- Work item -
Starting at the first of the lines and ending at the line containing "box: [546, 528, 601, 551]", write them out again with "rough mask" swapped for "coarse mask" and nothing else changed. Leave the pictures out.

- Input data -
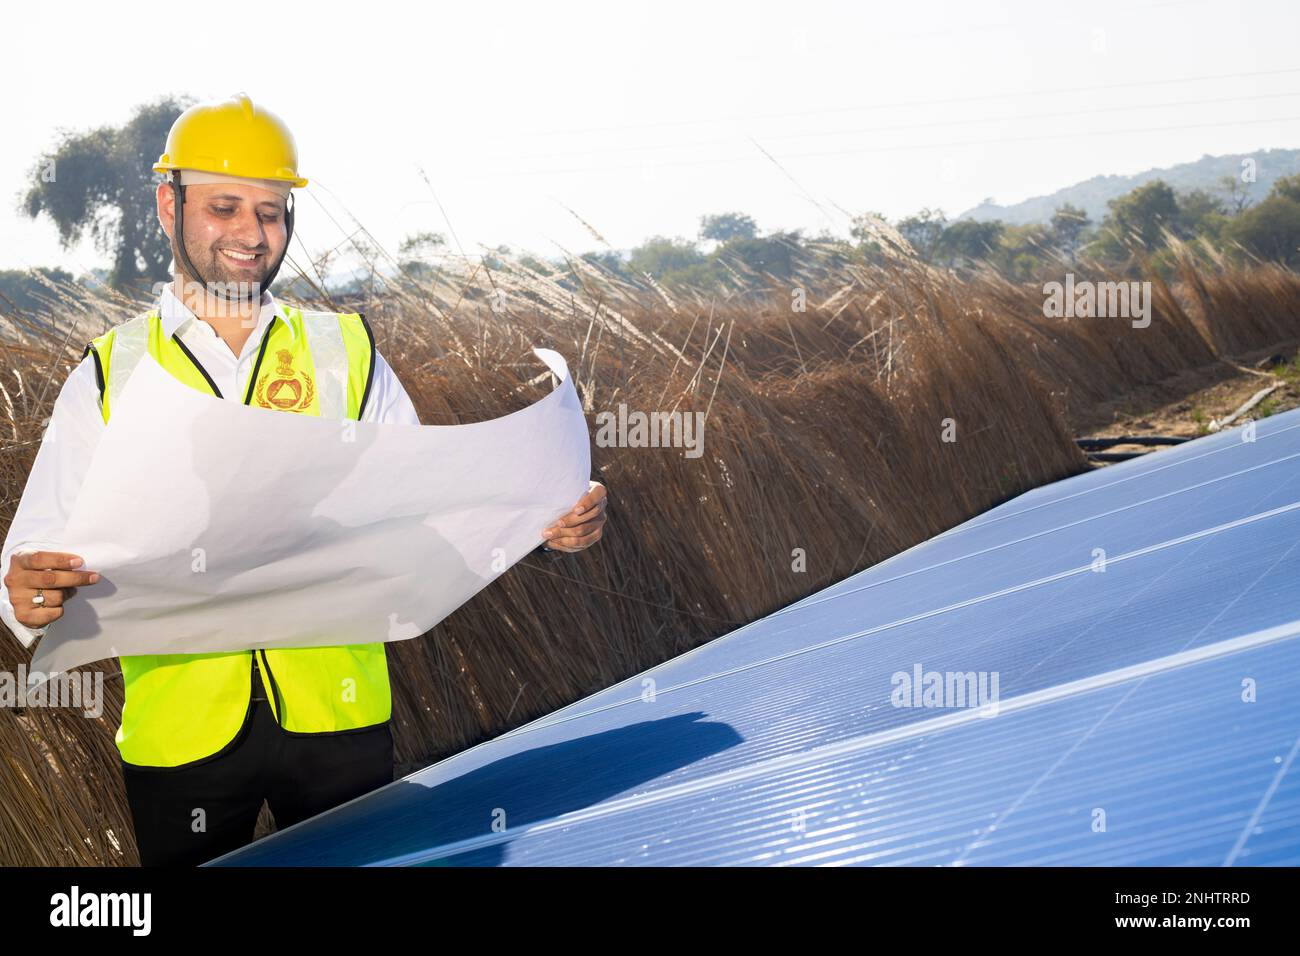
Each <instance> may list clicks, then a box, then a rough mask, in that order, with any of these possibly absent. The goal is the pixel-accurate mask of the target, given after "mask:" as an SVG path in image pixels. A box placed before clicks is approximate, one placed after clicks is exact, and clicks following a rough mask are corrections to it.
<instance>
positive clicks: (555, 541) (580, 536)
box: [546, 528, 601, 551]
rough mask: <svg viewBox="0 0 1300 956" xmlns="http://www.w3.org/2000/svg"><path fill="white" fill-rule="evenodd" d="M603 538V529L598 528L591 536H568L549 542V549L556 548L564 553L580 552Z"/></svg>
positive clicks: (595, 530)
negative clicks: (583, 549) (570, 551)
mask: <svg viewBox="0 0 1300 956" xmlns="http://www.w3.org/2000/svg"><path fill="white" fill-rule="evenodd" d="M599 538H601V529H599V528H597V529H595V531H593V532H591V533H589V535H565V536H564V537H559V538H555V540H554V541H547V542H546V546H547V548H556V549H559V550H562V551H580V550H582V549H584V548H588V546H589V545H593V544H595V542H597V541H598V540H599Z"/></svg>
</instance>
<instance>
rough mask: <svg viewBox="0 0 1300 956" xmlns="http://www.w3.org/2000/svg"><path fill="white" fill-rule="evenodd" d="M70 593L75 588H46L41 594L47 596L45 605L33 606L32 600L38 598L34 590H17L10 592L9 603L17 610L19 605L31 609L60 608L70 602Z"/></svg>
mask: <svg viewBox="0 0 1300 956" xmlns="http://www.w3.org/2000/svg"><path fill="white" fill-rule="evenodd" d="M68 591H75V588H45V589H43V591H42V592H40V593H42V594H44V596H45V601H44V604H32V602H31V598H34V597H35V596H36V592H35V589H34V588H17V589H16V591H12V592H10V596H9V601H10V602H12V604H13V606H14V607H16V609H17V607H18V605H23V606H29V607H60V606H62V604H64V602H65V601H68V597H69V596H68V593H66V592H68Z"/></svg>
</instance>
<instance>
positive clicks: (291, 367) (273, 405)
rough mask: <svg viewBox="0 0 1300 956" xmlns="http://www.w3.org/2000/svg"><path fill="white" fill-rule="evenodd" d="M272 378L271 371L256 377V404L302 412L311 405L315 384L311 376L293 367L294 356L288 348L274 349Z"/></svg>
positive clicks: (274, 407)
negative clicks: (260, 375)
mask: <svg viewBox="0 0 1300 956" xmlns="http://www.w3.org/2000/svg"><path fill="white" fill-rule="evenodd" d="M276 363H277V364H276V371H274V376H276V377H274V378H272V373H270V372H268V373H266V375H264V376H261V377H260V378H257V390H256V393H255V395H256V399H257V405H259V406H261V407H263V408H278V410H279V411H296V412H304V411H307V410H308V408H311V406H312V399H313V398H315V397H316V384H315V382H313V381H312V376H311V375H308V373H307V372H304V371H303V369H295V368H294V356H292V352H290V351H289V349H279V350H277V351H276Z"/></svg>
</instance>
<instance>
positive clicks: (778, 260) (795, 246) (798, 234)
mask: <svg viewBox="0 0 1300 956" xmlns="http://www.w3.org/2000/svg"><path fill="white" fill-rule="evenodd" d="M802 242H803V237H802V230H800V229H796V230H793V232H780V233H774V234H771V235H763V237H750V238H736V239H732V241H729V242H728V243H725V245H724V246H722V247H720V248H718V250H716V251H715V252H714V256H715V258H716V259H722V260H727V259H738V260H740V261H741V263H744V264H745V265H746V267H749V268H750V269H753V271H754V272H766V273H768V274H771V276H774V277H776V278H780V280H785V278H789V277H790V276H793V274H794V260H796V258H797V256H798V252H800V248H801V247H802Z"/></svg>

- Response area -
Each <instance> may list clicks, then a box, then a coarse mask, in that order, with any of these possibly absent. The goal is the pixel-accurate mask of the target, given after "mask:" as an SVG path in image pixels. A box placed before clicks is approximate, one placed after clicks is exact, and clicks following a coarse mask are corrections to it.
<instance>
positive clicks: (555, 541) (580, 536)
box: [546, 528, 601, 551]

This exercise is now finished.